§ **Short task A**
Do these statements agree with the repair schedule thread? For each, answer yes or no and quote the words of the thread that decide it. (i) The adaptive feature can adjust the number of segments or the segment timeout. (ii) The schedule is set to run incremental repairs. (iii) The affected nodes are sometimes restarted by Kubernetes.
§ **Short task B**
Which distinct questions does the repair schedule thread put to gaborauth? List each one once.
§ **Short task C**
Carry on the repair schedule thread, starting after its final line.

§ **Selected text**
####
Open gaborauth opened 1 year ago
Hi @gaborauth,
are these repair runs created by schedules? Is the adaptive feature enabled on these schedules? Could you check the segment timeout on the schedule?
The number of segments or segment timeout can be adjusted if the adaptive feature is enabled, but aside from a sad sad bug that allows the timeout to go into negative values, I'm a little puzzled with this behavior.
Sometimes the affected nodes are failed too and restarted by Kubernetes.
Ouch, that's very weird as well 🤔 Anything else in the logs of these nodes when they are restarted?
are these repair runs created by schedules? Is the adaptive feature enabled on these schedules?
Yes and yes.
Could you check the segment timeout on the schedule?
The parameters of the schedule:
Next run | 20 January 2023 08:39
Owner | auto-scheduling
Incremental | false
Segment count per node | 19
Intensity | 0.8999999761581421
Repair threads | 1
Segment timeout (mins) | -268435456
Repair parallelism | DATACENTER_AWARE
Creation time | 6 November 2022 21:36
Adaptive | true
Anything else in the logs of these nodes when they are restarted?
####
§ **Record extracts**

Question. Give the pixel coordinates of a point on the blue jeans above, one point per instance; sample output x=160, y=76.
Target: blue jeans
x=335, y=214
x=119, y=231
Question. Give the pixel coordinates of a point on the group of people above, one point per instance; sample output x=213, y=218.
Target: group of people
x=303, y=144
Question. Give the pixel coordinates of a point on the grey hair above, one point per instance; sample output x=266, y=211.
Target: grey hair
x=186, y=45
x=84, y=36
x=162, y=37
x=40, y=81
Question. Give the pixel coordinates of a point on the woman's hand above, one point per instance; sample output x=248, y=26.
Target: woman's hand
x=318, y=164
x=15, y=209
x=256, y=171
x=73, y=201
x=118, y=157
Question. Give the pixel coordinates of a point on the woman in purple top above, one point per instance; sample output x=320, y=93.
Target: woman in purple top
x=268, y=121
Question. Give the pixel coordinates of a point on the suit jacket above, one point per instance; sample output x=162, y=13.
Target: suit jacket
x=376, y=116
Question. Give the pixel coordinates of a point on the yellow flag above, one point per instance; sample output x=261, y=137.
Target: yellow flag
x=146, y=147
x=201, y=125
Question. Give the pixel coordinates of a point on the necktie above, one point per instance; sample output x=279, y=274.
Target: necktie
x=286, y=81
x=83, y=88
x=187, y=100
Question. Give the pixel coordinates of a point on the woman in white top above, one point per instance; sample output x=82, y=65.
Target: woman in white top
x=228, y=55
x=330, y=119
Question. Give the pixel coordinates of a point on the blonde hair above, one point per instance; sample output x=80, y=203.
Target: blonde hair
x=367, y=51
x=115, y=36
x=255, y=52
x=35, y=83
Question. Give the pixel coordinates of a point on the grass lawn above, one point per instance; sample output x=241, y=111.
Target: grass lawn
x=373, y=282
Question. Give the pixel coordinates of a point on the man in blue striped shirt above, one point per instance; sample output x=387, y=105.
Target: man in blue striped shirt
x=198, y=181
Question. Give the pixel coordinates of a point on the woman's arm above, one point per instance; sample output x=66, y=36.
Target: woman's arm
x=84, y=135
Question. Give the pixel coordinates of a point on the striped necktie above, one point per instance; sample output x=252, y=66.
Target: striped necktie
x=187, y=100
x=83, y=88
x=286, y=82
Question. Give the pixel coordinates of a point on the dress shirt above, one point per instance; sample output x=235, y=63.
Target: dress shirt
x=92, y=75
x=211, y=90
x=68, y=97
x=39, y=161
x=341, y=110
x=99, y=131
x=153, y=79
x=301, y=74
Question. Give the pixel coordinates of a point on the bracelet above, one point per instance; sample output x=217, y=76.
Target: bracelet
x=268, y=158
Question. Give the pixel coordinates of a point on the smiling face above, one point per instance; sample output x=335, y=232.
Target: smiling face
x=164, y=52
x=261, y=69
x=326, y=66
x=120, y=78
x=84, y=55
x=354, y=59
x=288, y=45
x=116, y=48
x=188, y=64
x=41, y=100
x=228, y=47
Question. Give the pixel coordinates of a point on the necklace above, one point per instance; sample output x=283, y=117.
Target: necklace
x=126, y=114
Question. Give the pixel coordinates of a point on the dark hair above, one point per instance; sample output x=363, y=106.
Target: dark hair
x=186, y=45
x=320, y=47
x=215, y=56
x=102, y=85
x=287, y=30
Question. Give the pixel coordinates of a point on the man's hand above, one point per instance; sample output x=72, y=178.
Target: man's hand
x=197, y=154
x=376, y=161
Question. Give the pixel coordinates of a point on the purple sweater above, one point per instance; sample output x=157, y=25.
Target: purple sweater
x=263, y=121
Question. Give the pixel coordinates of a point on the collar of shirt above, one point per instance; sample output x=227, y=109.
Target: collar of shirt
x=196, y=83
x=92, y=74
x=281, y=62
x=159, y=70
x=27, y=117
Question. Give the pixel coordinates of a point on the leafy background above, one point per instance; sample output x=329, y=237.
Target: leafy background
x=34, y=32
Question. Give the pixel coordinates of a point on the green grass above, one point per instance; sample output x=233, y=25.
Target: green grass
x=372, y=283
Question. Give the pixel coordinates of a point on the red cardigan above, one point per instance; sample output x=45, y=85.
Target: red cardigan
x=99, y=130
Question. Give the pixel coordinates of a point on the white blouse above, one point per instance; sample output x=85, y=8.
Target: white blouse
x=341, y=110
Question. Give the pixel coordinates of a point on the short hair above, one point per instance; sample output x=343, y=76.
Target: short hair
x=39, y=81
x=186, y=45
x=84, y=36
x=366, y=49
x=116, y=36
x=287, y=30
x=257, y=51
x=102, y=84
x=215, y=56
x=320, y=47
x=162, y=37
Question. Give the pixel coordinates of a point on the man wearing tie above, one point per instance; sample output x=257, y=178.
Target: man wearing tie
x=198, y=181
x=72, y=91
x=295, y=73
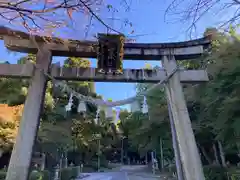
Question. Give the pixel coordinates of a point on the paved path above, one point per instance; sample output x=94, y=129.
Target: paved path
x=135, y=172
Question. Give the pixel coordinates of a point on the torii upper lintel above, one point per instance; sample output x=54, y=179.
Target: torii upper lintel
x=21, y=42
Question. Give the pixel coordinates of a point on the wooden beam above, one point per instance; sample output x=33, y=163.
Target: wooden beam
x=134, y=51
x=91, y=74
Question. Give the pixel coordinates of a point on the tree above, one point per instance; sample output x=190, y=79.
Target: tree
x=190, y=13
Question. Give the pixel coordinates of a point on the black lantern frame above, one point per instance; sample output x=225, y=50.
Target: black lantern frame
x=110, y=53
####
§ **Exercise response A**
(i) Yes: "The number of segments or segment timeout can be adjusted if the adaptive feature is enabled"
(ii) No: "Incremental | false"
(iii) Yes: "Sometimes the affected nodes are failed too and restarted by Kubernetes."

§ **Exercise response B**
- Are these repair runs created by schedules?
- Is the adaptive feature enabled on these schedules?
- Could you check the segment timeout on the schedule?
- Is there anything else in the logs of these nodes when they are restarted?

§ **Exercise response C**
I have no logs from that period (I paused it on late December). BTW: the repair process creates snapshots per repair session and then left them hang, so, maybe these bunch of snapshots cause some lack of resource and led to restart, I had to delete them manually.
ok, this doesn't seem to be due to the adaptive nature of the schedule. The only things an adaptive schedule can get adjusted is:
We're never lowering the timeout.
I've checked the autoscheduler code, but it'll use the default timeout.
Could you check the timeout configured for the other schedules? Could you modify the timeout for this schedule and monitor if it gets lowered by Reaper itself?
Could you check the timeout configured for the other schedules?
I've just checked some: Segment timeout (mins) | 491520 Segment timeout (mins) | 62914560 Segment timeout (mins) | -268435456 Segment timeout (mins) | 960 Segment timeout (mins) | 240 Segment timeout (mins) | 15360 Segment timeout (mins) | 491520 Segment timeout (mins) | 7680 Segment timeout (mins) | 62914560 Segment timeout (mins) | 61440
Could you modify the timeout for this schedule and monitor if it gets lowered by Reaper itself?
Where can I modify? It's not appeared on the edit dialog. Is it safe to modify directly in the cassandra_reaper.repair_unit_v1 table (timeout field)?
You should have access to the timeout under the Advanced settings section of the edit dialog. Click on "Advanced settings" to make that appear.
actually you're right, I'm not seeing it either 😓 We need to make it accessible. Changing the value in the table directly is safe.
Changing the value in the table directly is safe.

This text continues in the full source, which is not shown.